Supplied text

QUINNSCOMMENTARY;869733 wrote: Ah, here is the rub, few would disagree that "those indigent incompetents" as you put it don't require government assistance (admitting of course that their fellow individual citizens don't give a darn which apparently is true all over the world).
But caring for those people is far different than policies which attempt to take care of nearly everyone based on the examples associated with relatively few. In the US that could mean, the housing "crisis" where we bail out people who had no business buying the house they did in the first place or mismanaged their own debt or finances or wealthy farmers making millions a year still getting government subsidies, or people who don't need it getting discounts on just about everything at someone else expense just because the are over are 62, or governments requiring civility be taught in school or, or, or.
I think there is a fundamental difference in the way we look at these things. We have social welfare systems designed to help people out of poverty not to make it easy for them to stay in it.
You seem to believe the purpose of social welfare system is to make it possible for people not to work and can't get beyond that belief.
You will find people who play the system get the most vitriol from their neighbours. It is seen as robbing those who actually need it.
On the other hand those who pillory people on benefits as ALL being lazy scroungers get a fairly hostile reaction. Most people have the sense to recognise things are not as black and white as that. The idea that doctors are wholesale signing people off as sick to defraud the system is ludicrous-much better to go after the companies and individuals that play the system to avoid paying their fair share.
We have socialised medicine because that is something we all view as being important-that medical care be available to all at the point of need free of charge. It's not free we ALL pay for it.
You can still go privately if you want but at least with the NHS you know the doctors are qualified and thee is no incentive for them to give you treatments you don't need. Nor is there the worry that you will be denied. To have profit as the motive for the provision of medical care seems both obscene and wrong.

Provided records
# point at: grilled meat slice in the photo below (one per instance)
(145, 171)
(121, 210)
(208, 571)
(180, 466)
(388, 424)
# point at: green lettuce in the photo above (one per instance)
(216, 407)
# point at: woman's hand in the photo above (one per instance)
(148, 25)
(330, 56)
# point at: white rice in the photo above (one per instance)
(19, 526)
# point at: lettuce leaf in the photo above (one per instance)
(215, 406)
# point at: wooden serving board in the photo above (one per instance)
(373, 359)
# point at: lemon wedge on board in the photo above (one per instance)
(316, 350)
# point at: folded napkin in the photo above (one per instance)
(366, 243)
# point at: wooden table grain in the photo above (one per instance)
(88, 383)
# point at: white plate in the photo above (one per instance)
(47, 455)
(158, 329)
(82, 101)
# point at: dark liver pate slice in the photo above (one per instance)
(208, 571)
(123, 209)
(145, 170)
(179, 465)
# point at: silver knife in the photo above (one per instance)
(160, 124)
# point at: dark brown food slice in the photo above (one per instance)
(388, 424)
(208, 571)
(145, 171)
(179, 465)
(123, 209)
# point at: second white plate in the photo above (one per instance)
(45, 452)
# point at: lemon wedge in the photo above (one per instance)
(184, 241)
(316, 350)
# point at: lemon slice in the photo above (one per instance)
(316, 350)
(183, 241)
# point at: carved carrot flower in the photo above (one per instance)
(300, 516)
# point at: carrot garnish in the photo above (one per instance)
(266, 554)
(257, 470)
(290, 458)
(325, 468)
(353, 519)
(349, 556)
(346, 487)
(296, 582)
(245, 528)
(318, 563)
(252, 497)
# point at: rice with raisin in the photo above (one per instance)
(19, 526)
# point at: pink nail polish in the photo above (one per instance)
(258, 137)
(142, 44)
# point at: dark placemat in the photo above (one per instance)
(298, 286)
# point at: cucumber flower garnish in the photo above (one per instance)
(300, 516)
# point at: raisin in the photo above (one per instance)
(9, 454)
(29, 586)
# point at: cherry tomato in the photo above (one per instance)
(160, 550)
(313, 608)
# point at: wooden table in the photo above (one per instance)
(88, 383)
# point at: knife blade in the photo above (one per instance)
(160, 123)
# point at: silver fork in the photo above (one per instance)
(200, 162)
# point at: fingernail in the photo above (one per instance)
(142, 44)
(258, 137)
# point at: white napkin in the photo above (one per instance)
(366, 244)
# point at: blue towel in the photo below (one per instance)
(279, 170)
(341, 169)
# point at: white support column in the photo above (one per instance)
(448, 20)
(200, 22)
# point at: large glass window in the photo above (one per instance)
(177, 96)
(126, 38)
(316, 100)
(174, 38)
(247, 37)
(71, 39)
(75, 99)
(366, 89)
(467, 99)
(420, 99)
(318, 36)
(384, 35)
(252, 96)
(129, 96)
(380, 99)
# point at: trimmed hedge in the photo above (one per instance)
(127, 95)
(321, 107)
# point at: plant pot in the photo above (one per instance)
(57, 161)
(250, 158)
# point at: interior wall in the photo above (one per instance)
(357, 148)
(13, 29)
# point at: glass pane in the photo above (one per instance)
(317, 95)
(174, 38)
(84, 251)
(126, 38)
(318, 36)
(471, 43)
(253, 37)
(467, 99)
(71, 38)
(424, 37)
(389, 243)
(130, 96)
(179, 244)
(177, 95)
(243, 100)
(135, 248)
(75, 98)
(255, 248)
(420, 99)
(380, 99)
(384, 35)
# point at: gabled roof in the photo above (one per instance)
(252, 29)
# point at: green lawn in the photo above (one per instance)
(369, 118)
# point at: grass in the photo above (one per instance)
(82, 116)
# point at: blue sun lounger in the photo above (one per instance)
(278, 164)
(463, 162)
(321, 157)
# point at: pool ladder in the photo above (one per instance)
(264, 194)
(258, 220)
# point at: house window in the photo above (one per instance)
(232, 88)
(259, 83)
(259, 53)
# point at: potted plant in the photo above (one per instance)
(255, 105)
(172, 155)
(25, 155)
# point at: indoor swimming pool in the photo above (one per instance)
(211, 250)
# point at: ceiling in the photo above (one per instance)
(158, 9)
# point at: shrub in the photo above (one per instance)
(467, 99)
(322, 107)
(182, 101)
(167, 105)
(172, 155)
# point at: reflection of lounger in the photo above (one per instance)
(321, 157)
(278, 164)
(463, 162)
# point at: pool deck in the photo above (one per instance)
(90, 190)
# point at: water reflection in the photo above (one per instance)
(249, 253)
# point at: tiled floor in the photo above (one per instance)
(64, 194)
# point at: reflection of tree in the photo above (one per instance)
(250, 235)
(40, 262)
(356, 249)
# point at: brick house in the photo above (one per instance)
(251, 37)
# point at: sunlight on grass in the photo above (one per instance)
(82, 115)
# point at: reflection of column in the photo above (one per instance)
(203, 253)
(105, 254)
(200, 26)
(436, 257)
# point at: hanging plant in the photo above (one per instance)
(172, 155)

Tasks to perform
A. In the forum post on social welfare, what does the writer say their social welfare systems are designed to do?
B. Rewrite everything in the forum post on social welfare from "I think there" down to "stay in it.", swapping "poverty" for "hardship".
C. Continue the forum post on social welfare and the NHS from where it ends.

Expected outputs
A. They are designed to help people out of poverty, not to make it easy for them to stay in it.

B.
I think there is a fundamental difference in the way we look at these things. We have social welfare systems designed to help people out of hardship not to make it easy for them to stay in it.

C.
In the US that could mean, the housing "crisis" where we bail out people who had no business buying the house they did in the first place or mismanaged their own debt or finances
That would be for the US to decide. Here people are getting in to debt as they come off fixed rates to find their mortgage payments going up 30-40%. But there is no expectation that the state will step in a pay for their mortgages. there's little sympathy for people who borrow more than they can afford. we also have a lack of social housing which is a separate problem altogether.
Incidentally, have any of the bankers- who thought it was a great idea to lend money to people with no jobs and no assets to a value more than the property was worth lost their jobs? Ninja loans they called them. Anybody with half a brain could work out what was going to happen. Maybe you need to tighten up regulation.
wealthy farmers making millions a year still getting government subsidies,
What's that got to do with social welfare? that's merantilsm and keeps food prices artificially high. As a capitalist you should surely be in favour of a free market?
Part of the problem the US has is it is not capitalist enough and has adopted a mercantilist approach to it's economic change instead of competing in an open market. That's why your car industry went down the tube-as did ours incidentally, the public won't buy rubbish even if the alternative is foreign and if companies can't compete why subsidise them?
We adhere to some socialist principles but not all of them-the socialist approach to economic has effectively been dumped. It's not all or nothing you pick ideas from across the political spectrum and apply where they work only those that you want.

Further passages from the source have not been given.